■ Tarefas:
A: As afirmações seguintes estão de acordo com o texto sobre ações judiciais na pandemia? Responda sim ou não a cada uma e cite literalmente as palavras do texto que decidem: (i) as medidas públicas adotadas até então bastam para combater os efeitos econômicos da pandemia; (ii) a legislação existente foi feita para crises de níveis menores que a atual; (iii) os advogados nunca devem levar uma empresa doente à internação.
B: Pode reproduzir literalmente o trecho do texto sobre ações judiciais na pandemia que vai de "É preciso, porém, que, antes, tentemos" até "buscando outros novos!"?
C: Pode prosseguir o texto sobre ações judiciais na pandemia a partir do ponto em que ele termina?
### Trecho do texto
Daí a necessidade de se pensar também no achatamento da curva de ações judiciais! É preciso se pensar em outros tratamentos! Mudar nossa cultura, sem temer que isso pese em nosso bolso (“órgão do corpo humano” mais sensível para alguns).


Não é momento de incentivarmos, irresponsavelmente, uma avalanche de ações judiciais desnecessárias (quando o forem, óbvio) se isso vai colapsar o sistema e aniquilar os suprimentos de todos, inclusive, ao final, de nossos próprios clientes.


É certo que as medidas públicas adotadas até então ainda não são suficientes para combater os efeitos econômicos da pandemia. As empresas — em sua maioria — vão adoecer, em menor ou maior grau. A empresa doente, por óbvio, procurará tratamento! E nós, advogados, devemos, sim, levá-la à internação, até mesmo, se for o caso, em leito de UTI, mas o façamos com responsabilidade!


É preciso, porém, que, antes, tentemos restringir o número de empresas em situações graves! Como? Aprimorando os tratamentos que temos e buscando outros novos!


As previsões existentes na legislação para revisão judicial de contratos e até mesmo de recuperação de empresas, não são suficientes para contornar a situação atual, de crise generalizada! A legislação que temos foi confeccionada para tratar crises de níveis menores que a atual, seja uma crise de um contrato isolado (teoria da imprevisão), seja para crise de uma empresa isolada com seus credores (recuperação judicial).
######
### Dados extraídos
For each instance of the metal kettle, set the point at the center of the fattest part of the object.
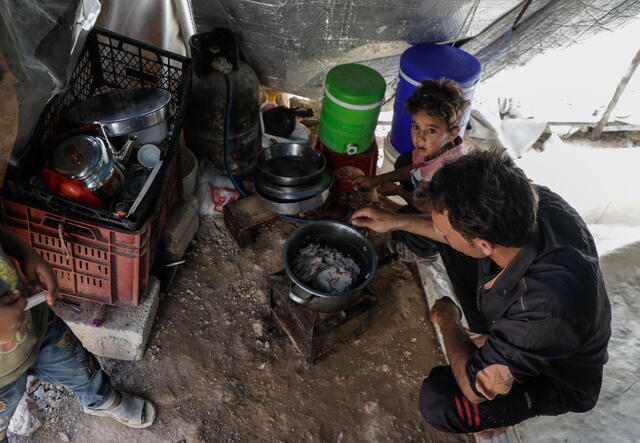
(92, 161)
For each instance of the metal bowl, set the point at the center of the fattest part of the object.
(125, 111)
(292, 207)
(298, 192)
(346, 239)
(291, 163)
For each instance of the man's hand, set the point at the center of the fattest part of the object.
(365, 183)
(389, 188)
(374, 219)
(12, 315)
(444, 310)
(39, 275)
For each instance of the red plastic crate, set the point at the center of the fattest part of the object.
(91, 262)
(101, 263)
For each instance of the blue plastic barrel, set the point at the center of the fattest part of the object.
(430, 61)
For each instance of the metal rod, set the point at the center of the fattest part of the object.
(597, 131)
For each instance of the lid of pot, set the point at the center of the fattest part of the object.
(123, 111)
(76, 157)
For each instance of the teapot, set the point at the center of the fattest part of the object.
(92, 161)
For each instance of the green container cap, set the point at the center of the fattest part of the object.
(355, 84)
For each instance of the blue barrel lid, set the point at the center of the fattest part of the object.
(435, 61)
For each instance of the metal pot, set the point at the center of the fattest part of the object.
(291, 164)
(345, 239)
(90, 160)
(141, 112)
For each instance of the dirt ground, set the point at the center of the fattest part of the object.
(219, 368)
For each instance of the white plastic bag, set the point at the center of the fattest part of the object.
(215, 191)
(300, 134)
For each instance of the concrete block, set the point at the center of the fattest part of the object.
(181, 227)
(125, 331)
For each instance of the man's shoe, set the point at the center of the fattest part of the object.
(405, 254)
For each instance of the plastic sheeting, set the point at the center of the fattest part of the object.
(292, 44)
(41, 41)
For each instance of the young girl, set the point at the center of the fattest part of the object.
(436, 110)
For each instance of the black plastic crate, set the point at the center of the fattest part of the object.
(109, 61)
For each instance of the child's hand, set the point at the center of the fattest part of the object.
(389, 188)
(12, 315)
(364, 183)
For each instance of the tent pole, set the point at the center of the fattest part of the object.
(595, 135)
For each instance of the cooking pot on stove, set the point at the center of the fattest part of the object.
(344, 238)
(91, 161)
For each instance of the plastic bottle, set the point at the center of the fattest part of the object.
(270, 103)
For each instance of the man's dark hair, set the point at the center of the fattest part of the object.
(439, 98)
(486, 195)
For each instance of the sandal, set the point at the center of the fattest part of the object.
(133, 411)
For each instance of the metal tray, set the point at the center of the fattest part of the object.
(291, 163)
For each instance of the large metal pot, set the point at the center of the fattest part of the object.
(140, 112)
(345, 239)
(291, 164)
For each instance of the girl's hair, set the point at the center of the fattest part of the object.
(439, 98)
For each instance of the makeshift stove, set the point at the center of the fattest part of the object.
(313, 333)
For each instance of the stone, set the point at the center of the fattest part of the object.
(26, 420)
(181, 227)
(125, 331)
(258, 328)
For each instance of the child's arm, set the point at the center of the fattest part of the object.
(390, 188)
(367, 182)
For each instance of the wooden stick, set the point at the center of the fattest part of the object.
(597, 131)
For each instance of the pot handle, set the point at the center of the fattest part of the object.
(295, 297)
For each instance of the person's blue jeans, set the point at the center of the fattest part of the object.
(62, 361)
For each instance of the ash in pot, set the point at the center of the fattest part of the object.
(325, 269)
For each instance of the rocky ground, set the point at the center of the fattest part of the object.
(219, 368)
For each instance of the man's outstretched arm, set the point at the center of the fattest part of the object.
(383, 221)
(458, 345)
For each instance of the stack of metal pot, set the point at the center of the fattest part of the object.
(291, 178)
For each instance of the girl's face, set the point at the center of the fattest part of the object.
(430, 134)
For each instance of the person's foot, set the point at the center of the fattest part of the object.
(406, 255)
(128, 409)
(488, 434)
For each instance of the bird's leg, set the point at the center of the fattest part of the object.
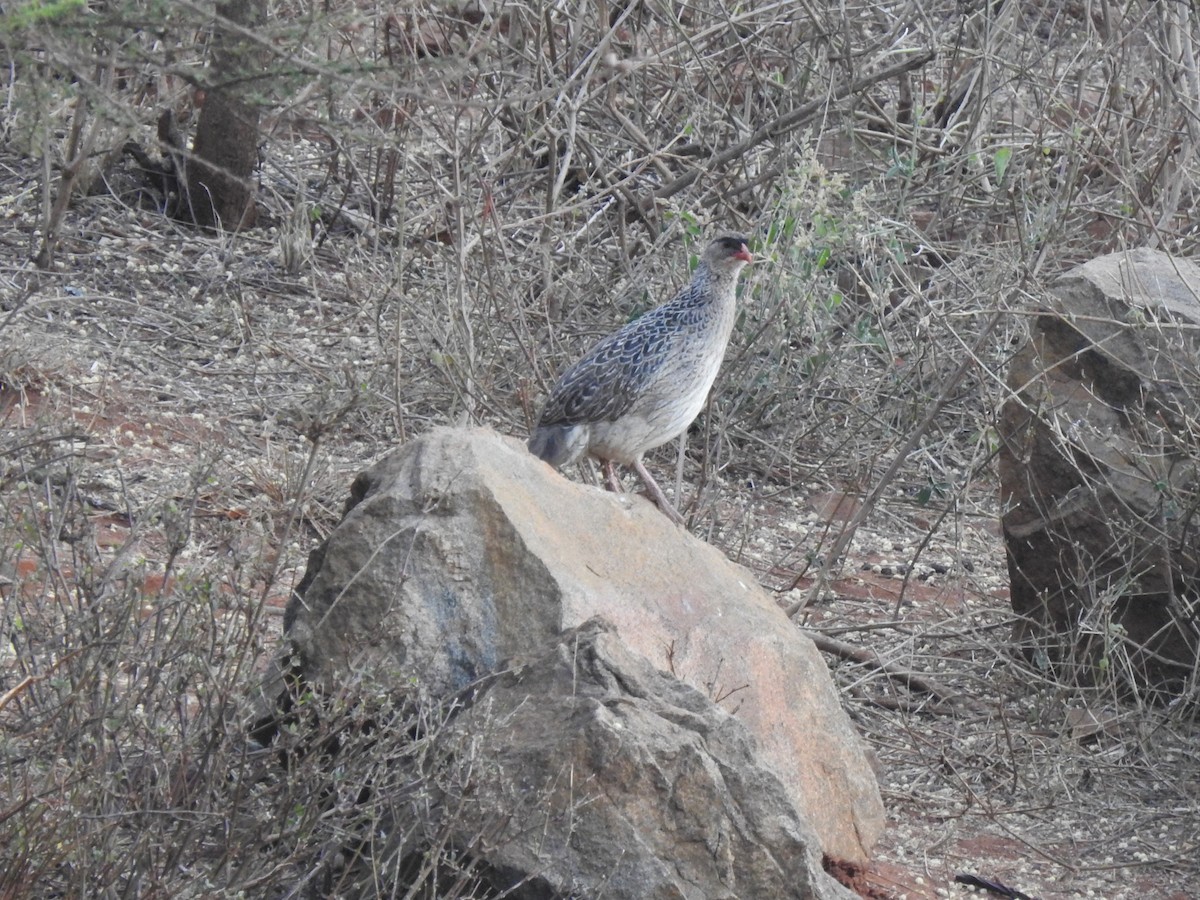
######
■ Respostas:
A:
(i) Não: "as medidas públicas adotadas até então ainda não são suficientes para combater os efeitos econômicos da pandemia".
(ii) Sim: "A legislação que temos foi confeccionada para tratar crises de níveis menores que a atual".
(iii) Não: "E nós, advogados, devemos, sim, levá-la à internação".

B:
É preciso, porém, que, antes, tentemos restringir o número de empresas em situações graves! Como? Aprimorando os tratamentos que temos e buscando outros novos!

C:
Não foi, no entanto, pensada para uma crise global e de todo o mercado, como a que vivemos. Afinal, como muito bem pontuado pelo amigo e brilhante advogado Lúcio Flávio Siqueira de Paiva [6], “a riqueza da vida não cabe na pobreza dos códigos”. Assim como neles não cabem as inevitáveis intempéries, como a atualmente vivida.


É preciso, então, desafogar o nosso hospital para que ele continue cuidando, com a precisão habitual, das moléstias mais graves. Indispensável, assim, que se fortaleçam as medidas extrajudiciais de resolução de conflitos — que já EXISTEM, não necessita ser a roda inventada — e o próprio pagamento das obrigações (circulando riquezas em momento em que isso é de tamanha valia!).


A maioria dos projetos até então apresentados, por mais bem intencionados e redigidos que sejam, encontra-se com olhares voltados a medidas que passam pelo Judiciário. Mais sensível ainda: estão circundando o instituto da moratória, com suspensão generalizada de pagamentos, quando talvez melhor seria fomentá-los!


Não que sejam propostas que não contenham pontos positivos, mas o momento exige que transcendamos!


O que é inquestionável, ou, ao menos, pouco refutado, é que a legislação que temos, não suporta a inédita crise que enfrentamos, de modo que, se todas as empresas se valerem dos tratamentos intensivos, corremos o risco de abarrotarmos nosso valoroso hospital!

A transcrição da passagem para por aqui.